▼

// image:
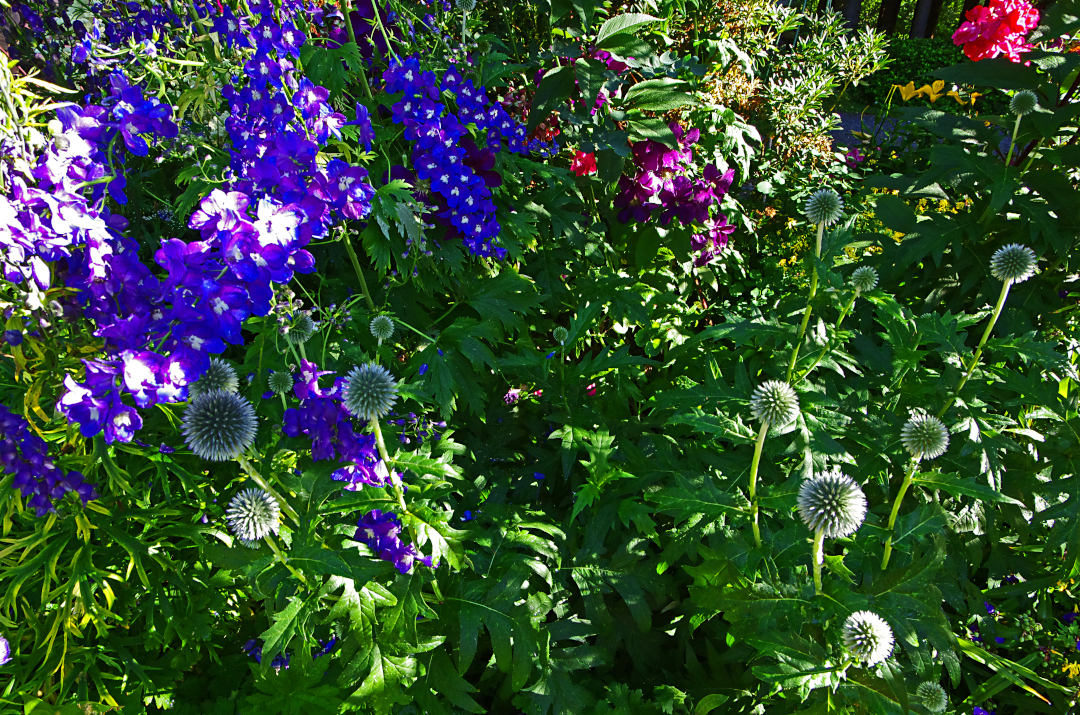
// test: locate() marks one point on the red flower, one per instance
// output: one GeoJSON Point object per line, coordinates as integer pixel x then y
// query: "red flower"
{"type": "Point", "coordinates": [583, 163]}
{"type": "Point", "coordinates": [997, 28]}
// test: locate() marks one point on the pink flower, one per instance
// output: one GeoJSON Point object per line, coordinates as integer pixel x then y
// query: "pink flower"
{"type": "Point", "coordinates": [997, 28]}
{"type": "Point", "coordinates": [583, 163]}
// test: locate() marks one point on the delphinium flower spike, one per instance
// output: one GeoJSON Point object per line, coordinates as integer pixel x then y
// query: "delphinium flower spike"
{"type": "Point", "coordinates": [923, 436]}
{"type": "Point", "coordinates": [867, 637]}
{"type": "Point", "coordinates": [772, 403]}
{"type": "Point", "coordinates": [1011, 264]}
{"type": "Point", "coordinates": [832, 504]}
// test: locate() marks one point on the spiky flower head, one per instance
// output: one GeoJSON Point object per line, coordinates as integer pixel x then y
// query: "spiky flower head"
{"type": "Point", "coordinates": [281, 382]}
{"type": "Point", "coordinates": [867, 637]}
{"type": "Point", "coordinates": [382, 327]}
{"type": "Point", "coordinates": [824, 206]}
{"type": "Point", "coordinates": [253, 514]}
{"type": "Point", "coordinates": [925, 436]}
{"type": "Point", "coordinates": [864, 279]}
{"type": "Point", "coordinates": [774, 402]}
{"type": "Point", "coordinates": [933, 696]}
{"type": "Point", "coordinates": [300, 328]}
{"type": "Point", "coordinates": [220, 376]}
{"type": "Point", "coordinates": [369, 391]}
{"type": "Point", "coordinates": [833, 502]}
{"type": "Point", "coordinates": [1023, 103]}
{"type": "Point", "coordinates": [219, 426]}
{"type": "Point", "coordinates": [1013, 262]}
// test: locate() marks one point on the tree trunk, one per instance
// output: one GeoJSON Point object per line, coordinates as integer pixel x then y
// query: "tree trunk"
{"type": "Point", "coordinates": [887, 16]}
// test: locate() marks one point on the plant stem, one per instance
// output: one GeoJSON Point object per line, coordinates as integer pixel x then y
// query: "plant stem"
{"type": "Point", "coordinates": [806, 313]}
{"type": "Point", "coordinates": [819, 558]}
{"type": "Point", "coordinates": [284, 560]}
{"type": "Point", "coordinates": [982, 343]}
{"type": "Point", "coordinates": [288, 511]}
{"type": "Point", "coordinates": [360, 272]}
{"type": "Point", "coordinates": [753, 481]}
{"type": "Point", "coordinates": [895, 510]}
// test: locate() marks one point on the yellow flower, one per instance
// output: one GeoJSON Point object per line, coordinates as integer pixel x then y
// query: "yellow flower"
{"type": "Point", "coordinates": [908, 91]}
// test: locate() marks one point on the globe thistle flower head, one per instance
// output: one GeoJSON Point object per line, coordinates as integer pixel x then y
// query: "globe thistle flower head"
{"type": "Point", "coordinates": [219, 426]}
{"type": "Point", "coordinates": [219, 376]}
{"type": "Point", "coordinates": [300, 329]}
{"type": "Point", "coordinates": [824, 206]}
{"type": "Point", "coordinates": [864, 279]}
{"type": "Point", "coordinates": [833, 502]}
{"type": "Point", "coordinates": [369, 391]}
{"type": "Point", "coordinates": [1013, 262]}
{"type": "Point", "coordinates": [252, 515]}
{"type": "Point", "coordinates": [774, 402]}
{"type": "Point", "coordinates": [867, 637]}
{"type": "Point", "coordinates": [933, 696]}
{"type": "Point", "coordinates": [381, 327]}
{"type": "Point", "coordinates": [1023, 103]}
{"type": "Point", "coordinates": [925, 436]}
{"type": "Point", "coordinates": [280, 382]}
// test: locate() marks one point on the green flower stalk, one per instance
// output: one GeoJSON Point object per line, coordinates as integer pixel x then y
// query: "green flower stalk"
{"type": "Point", "coordinates": [1012, 264]}
{"type": "Point", "coordinates": [772, 403]}
{"type": "Point", "coordinates": [923, 436]}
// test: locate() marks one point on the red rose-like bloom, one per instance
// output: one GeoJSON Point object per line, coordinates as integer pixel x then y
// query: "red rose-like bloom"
{"type": "Point", "coordinates": [583, 163]}
{"type": "Point", "coordinates": [997, 28]}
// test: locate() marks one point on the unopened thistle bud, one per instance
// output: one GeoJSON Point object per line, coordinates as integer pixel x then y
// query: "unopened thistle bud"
{"type": "Point", "coordinates": [864, 279]}
{"type": "Point", "coordinates": [369, 391]}
{"type": "Point", "coordinates": [381, 327]}
{"type": "Point", "coordinates": [867, 637]}
{"type": "Point", "coordinates": [774, 402]}
{"type": "Point", "coordinates": [925, 436]}
{"type": "Point", "coordinates": [824, 206]}
{"type": "Point", "coordinates": [253, 514]}
{"type": "Point", "coordinates": [833, 502]}
{"type": "Point", "coordinates": [1013, 262]}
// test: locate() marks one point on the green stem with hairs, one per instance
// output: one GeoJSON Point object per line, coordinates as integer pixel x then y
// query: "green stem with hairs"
{"type": "Point", "coordinates": [753, 482]}
{"type": "Point", "coordinates": [895, 510]}
{"type": "Point", "coordinates": [806, 313]}
{"type": "Point", "coordinates": [252, 472]}
{"type": "Point", "coordinates": [979, 350]}
{"type": "Point", "coordinates": [819, 557]}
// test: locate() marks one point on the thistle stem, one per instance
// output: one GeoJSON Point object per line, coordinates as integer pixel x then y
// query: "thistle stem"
{"type": "Point", "coordinates": [819, 558]}
{"type": "Point", "coordinates": [895, 510]}
{"type": "Point", "coordinates": [284, 560]}
{"type": "Point", "coordinates": [979, 350]}
{"type": "Point", "coordinates": [806, 313]}
{"type": "Point", "coordinates": [753, 482]}
{"type": "Point", "coordinates": [288, 511]}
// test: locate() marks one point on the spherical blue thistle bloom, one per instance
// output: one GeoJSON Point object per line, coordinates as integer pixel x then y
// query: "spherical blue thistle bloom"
{"type": "Point", "coordinates": [219, 426]}
{"type": "Point", "coordinates": [369, 391]}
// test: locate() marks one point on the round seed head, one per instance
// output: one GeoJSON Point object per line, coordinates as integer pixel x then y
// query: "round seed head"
{"type": "Point", "coordinates": [369, 391]}
{"type": "Point", "coordinates": [933, 696]}
{"type": "Point", "coordinates": [382, 327]}
{"type": "Point", "coordinates": [867, 637]}
{"type": "Point", "coordinates": [834, 502]}
{"type": "Point", "coordinates": [824, 206]}
{"type": "Point", "coordinates": [253, 514]}
{"type": "Point", "coordinates": [219, 426]}
{"type": "Point", "coordinates": [220, 376]}
{"type": "Point", "coordinates": [1013, 262]}
{"type": "Point", "coordinates": [775, 403]}
{"type": "Point", "coordinates": [1023, 103]}
{"type": "Point", "coordinates": [925, 436]}
{"type": "Point", "coordinates": [864, 279]}
{"type": "Point", "coordinates": [300, 329]}
{"type": "Point", "coordinates": [281, 382]}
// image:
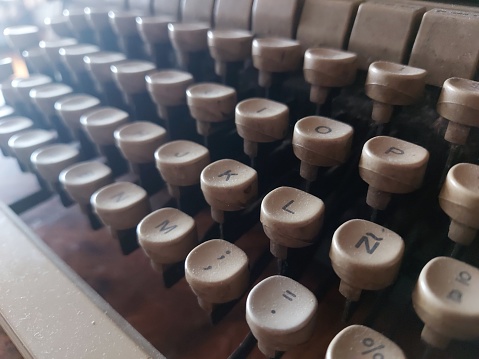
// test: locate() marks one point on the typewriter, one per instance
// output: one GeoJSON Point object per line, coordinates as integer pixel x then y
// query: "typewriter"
{"type": "Point", "coordinates": [240, 179]}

▲

* Job
Count the lines above that contain the string "stalk", matching case exactly, and reply with the number alone.

* Answer in full
2